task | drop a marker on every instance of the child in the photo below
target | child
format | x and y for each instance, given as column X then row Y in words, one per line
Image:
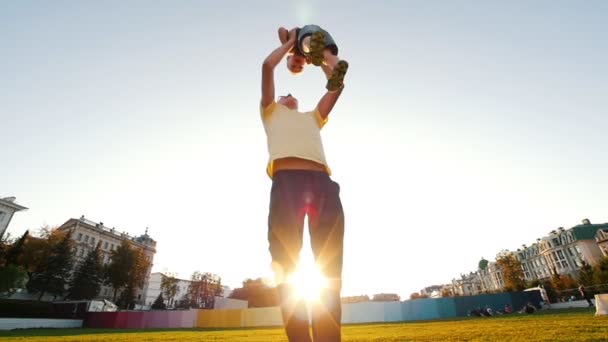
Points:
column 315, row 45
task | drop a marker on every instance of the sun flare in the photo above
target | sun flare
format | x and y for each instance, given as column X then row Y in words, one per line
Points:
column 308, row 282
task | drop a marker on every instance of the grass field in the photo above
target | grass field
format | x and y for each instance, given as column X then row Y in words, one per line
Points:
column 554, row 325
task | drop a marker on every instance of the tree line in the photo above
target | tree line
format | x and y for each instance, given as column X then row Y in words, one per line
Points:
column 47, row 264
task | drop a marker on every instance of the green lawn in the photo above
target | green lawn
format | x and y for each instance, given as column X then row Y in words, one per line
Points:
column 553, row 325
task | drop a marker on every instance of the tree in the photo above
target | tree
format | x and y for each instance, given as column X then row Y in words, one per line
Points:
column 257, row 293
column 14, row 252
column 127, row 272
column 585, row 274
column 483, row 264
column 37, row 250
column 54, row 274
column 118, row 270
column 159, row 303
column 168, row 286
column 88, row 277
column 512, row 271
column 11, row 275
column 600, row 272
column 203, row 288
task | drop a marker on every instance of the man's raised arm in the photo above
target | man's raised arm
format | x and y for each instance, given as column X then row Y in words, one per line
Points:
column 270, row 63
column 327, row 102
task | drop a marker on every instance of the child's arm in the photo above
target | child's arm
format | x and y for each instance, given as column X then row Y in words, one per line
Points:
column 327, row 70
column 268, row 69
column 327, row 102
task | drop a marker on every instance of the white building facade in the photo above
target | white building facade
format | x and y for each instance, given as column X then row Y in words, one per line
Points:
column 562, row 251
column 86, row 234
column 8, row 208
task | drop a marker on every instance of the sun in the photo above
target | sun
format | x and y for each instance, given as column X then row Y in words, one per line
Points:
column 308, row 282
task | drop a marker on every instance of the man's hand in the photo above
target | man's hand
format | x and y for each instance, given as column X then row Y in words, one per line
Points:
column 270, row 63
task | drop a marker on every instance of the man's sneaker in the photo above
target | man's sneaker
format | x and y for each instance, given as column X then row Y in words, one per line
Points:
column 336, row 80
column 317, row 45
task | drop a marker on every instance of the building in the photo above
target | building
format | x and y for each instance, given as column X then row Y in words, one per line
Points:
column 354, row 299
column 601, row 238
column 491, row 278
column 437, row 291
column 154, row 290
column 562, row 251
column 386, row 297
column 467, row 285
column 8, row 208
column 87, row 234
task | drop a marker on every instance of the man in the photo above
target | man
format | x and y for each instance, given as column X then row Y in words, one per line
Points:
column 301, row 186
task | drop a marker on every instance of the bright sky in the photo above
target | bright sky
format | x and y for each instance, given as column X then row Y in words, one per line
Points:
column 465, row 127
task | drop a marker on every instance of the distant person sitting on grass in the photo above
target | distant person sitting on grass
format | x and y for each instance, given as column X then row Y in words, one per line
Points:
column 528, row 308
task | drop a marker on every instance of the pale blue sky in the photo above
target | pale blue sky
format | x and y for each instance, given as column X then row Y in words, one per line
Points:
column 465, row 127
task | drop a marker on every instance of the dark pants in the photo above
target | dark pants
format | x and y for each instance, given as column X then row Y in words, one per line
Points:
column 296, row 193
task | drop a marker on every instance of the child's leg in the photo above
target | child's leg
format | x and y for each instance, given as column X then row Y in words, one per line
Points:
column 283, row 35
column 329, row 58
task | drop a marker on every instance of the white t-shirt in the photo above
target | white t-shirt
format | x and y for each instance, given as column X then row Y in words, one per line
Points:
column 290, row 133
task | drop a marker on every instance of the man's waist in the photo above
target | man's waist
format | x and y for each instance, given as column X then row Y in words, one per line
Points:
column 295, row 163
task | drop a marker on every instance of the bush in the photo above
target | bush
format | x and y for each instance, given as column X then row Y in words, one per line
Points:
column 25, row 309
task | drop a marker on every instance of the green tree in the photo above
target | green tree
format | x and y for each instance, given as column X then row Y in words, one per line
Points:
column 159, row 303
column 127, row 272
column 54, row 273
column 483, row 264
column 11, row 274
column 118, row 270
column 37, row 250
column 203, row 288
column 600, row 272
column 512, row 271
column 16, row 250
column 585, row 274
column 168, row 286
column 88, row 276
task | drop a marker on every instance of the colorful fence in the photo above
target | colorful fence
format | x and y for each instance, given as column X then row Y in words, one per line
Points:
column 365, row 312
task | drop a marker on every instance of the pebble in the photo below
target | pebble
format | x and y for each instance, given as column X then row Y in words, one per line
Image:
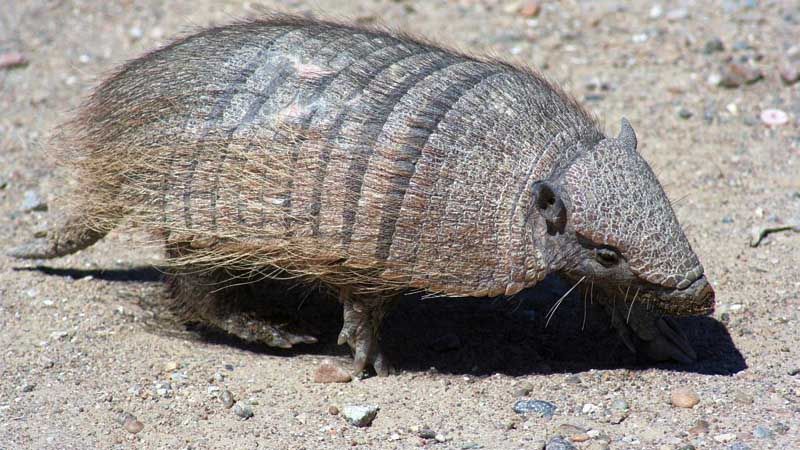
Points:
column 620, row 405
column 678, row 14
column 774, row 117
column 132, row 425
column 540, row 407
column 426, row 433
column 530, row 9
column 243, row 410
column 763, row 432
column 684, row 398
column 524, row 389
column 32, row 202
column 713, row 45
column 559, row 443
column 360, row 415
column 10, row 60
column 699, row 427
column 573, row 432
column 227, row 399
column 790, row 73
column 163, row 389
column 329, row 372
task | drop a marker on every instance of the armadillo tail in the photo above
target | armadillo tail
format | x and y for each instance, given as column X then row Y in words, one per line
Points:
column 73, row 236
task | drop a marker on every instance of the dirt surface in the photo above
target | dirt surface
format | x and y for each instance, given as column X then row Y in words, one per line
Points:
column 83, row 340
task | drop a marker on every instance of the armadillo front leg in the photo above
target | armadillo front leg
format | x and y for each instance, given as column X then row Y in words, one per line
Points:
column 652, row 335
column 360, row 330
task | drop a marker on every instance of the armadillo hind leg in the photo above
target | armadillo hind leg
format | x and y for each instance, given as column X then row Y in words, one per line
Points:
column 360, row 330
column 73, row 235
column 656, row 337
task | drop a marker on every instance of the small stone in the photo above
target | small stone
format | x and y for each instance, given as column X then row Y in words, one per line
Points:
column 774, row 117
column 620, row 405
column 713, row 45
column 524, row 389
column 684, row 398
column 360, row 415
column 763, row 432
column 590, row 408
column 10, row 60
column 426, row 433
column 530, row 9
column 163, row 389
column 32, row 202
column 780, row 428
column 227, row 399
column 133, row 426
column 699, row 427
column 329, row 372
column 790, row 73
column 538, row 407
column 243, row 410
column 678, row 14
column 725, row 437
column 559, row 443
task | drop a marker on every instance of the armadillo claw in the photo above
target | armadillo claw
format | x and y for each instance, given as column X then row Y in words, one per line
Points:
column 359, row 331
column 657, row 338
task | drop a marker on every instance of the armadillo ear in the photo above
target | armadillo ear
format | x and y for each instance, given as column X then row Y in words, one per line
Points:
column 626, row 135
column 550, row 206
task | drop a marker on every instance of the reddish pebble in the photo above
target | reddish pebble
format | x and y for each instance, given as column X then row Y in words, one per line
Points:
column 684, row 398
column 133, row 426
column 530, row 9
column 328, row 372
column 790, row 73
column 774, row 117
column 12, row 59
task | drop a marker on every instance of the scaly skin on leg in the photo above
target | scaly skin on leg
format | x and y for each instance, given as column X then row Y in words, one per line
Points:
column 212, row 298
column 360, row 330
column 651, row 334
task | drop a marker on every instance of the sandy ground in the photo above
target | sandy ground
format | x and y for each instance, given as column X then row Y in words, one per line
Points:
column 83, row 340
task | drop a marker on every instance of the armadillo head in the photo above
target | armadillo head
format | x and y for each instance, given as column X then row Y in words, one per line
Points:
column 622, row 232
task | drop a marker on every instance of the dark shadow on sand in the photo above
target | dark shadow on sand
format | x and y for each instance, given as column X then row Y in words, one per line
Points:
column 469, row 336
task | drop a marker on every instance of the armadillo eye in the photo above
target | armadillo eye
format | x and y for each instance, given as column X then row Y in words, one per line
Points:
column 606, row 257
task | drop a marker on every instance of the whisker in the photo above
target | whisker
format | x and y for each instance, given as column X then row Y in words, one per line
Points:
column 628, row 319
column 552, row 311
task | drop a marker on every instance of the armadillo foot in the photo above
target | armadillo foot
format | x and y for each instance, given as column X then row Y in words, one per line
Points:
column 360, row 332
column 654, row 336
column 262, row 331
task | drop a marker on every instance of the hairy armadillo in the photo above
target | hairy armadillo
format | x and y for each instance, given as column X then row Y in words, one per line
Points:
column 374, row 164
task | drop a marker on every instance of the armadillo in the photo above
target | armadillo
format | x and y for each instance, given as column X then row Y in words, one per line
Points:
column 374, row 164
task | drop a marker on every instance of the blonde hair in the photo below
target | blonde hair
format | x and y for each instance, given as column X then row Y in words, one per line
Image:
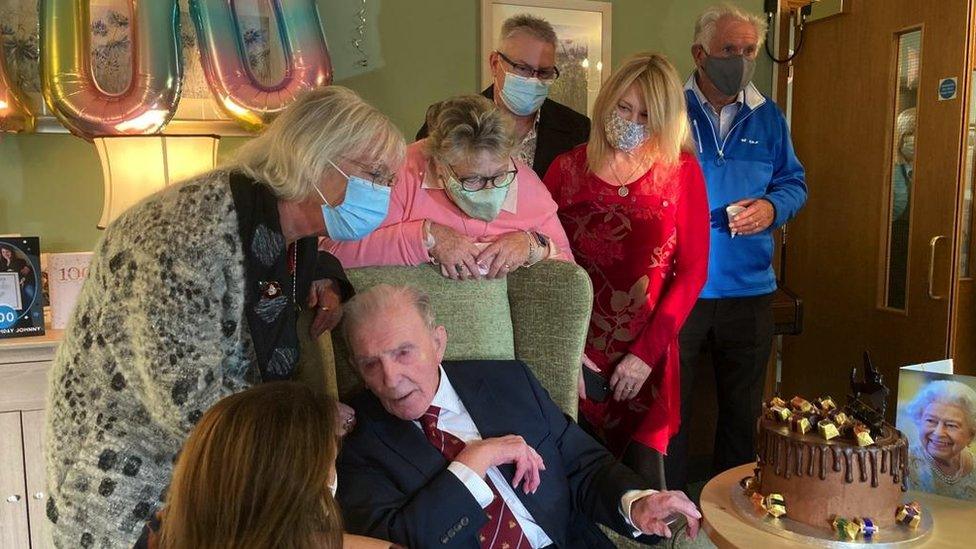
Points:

▶ [THE EXERCISE]: Copy the lines from the one with "waist in the photo above" to the one with "column 295, row 163", including both, without changing a character.

▶ [WRITTEN ANSWER]:
task | drop a marker on every instance of the man's waist in the photo above
target | man's waist
format | x and y for each instance, given as column X then row Y in words, one per line
Points:
column 295, row 163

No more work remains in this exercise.